**YOUR GOAL**
Copy word for word the stretch of entries below from the line containing "Practice. Find the clear" through the line containing "point(595, 210)".

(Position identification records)
────

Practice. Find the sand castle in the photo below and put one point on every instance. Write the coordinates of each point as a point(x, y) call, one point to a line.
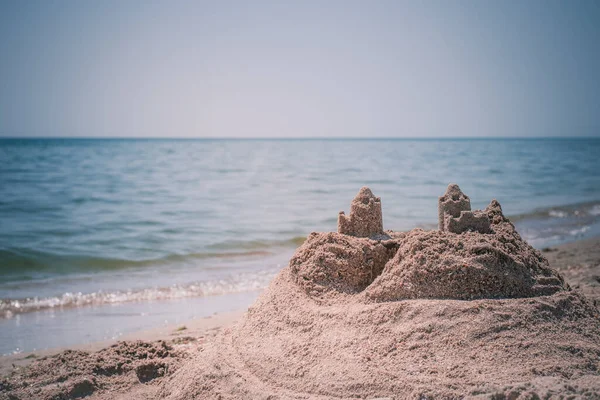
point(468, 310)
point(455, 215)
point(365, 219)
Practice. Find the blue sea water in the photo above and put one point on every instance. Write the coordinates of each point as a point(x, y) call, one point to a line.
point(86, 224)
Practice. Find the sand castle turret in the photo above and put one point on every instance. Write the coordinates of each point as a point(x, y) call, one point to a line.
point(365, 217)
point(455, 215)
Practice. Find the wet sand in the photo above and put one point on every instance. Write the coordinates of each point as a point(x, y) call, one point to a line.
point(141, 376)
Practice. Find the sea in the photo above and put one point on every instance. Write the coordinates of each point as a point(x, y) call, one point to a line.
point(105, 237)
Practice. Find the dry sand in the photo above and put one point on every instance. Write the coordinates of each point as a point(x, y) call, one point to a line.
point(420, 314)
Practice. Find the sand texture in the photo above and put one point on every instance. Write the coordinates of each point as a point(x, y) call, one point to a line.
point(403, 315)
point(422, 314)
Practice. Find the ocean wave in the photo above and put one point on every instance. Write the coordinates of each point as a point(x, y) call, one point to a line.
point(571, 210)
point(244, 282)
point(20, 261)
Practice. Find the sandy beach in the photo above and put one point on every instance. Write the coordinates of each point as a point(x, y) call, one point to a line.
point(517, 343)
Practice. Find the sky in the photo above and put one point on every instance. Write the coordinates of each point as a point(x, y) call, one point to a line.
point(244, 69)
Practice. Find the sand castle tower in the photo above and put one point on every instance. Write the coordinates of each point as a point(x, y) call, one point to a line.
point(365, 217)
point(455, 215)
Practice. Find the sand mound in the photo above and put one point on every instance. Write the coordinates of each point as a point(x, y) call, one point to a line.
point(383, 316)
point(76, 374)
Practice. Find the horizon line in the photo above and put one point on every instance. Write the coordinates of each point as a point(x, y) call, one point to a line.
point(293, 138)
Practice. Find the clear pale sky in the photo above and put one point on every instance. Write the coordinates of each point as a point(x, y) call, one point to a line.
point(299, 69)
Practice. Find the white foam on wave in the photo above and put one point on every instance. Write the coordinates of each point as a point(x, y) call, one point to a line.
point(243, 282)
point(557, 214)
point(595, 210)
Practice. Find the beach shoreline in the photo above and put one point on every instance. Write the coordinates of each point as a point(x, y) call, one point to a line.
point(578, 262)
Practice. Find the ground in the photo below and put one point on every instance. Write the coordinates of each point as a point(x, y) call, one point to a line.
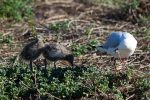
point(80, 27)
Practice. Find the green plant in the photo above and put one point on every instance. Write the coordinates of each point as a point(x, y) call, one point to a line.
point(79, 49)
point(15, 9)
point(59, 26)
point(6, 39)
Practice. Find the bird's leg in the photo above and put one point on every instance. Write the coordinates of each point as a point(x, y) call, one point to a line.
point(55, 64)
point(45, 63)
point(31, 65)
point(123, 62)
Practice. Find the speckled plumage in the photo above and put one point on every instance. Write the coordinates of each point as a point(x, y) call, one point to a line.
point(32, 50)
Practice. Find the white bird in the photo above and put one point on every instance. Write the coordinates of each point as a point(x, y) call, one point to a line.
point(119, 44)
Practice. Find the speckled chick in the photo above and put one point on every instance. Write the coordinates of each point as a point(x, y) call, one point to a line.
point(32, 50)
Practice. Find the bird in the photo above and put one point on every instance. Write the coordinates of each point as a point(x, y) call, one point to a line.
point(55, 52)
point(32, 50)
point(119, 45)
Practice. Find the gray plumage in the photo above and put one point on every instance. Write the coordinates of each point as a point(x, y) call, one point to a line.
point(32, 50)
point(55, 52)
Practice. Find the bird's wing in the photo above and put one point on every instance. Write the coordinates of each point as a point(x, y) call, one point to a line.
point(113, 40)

────

**ANSWER TO THE PROBLEM**
Practice. Find the clear pale sky in the photo above and put one point on every instance. Write the coordinates of each point as a point(x, y) call, one point to a line.
point(299, 69)
Practice. Find the white foam on wave in the photo above and put one point on every instance. Write the coordinates of each point as a point(x, y) call, one point to a line.
point(243, 282)
point(557, 214)
point(595, 210)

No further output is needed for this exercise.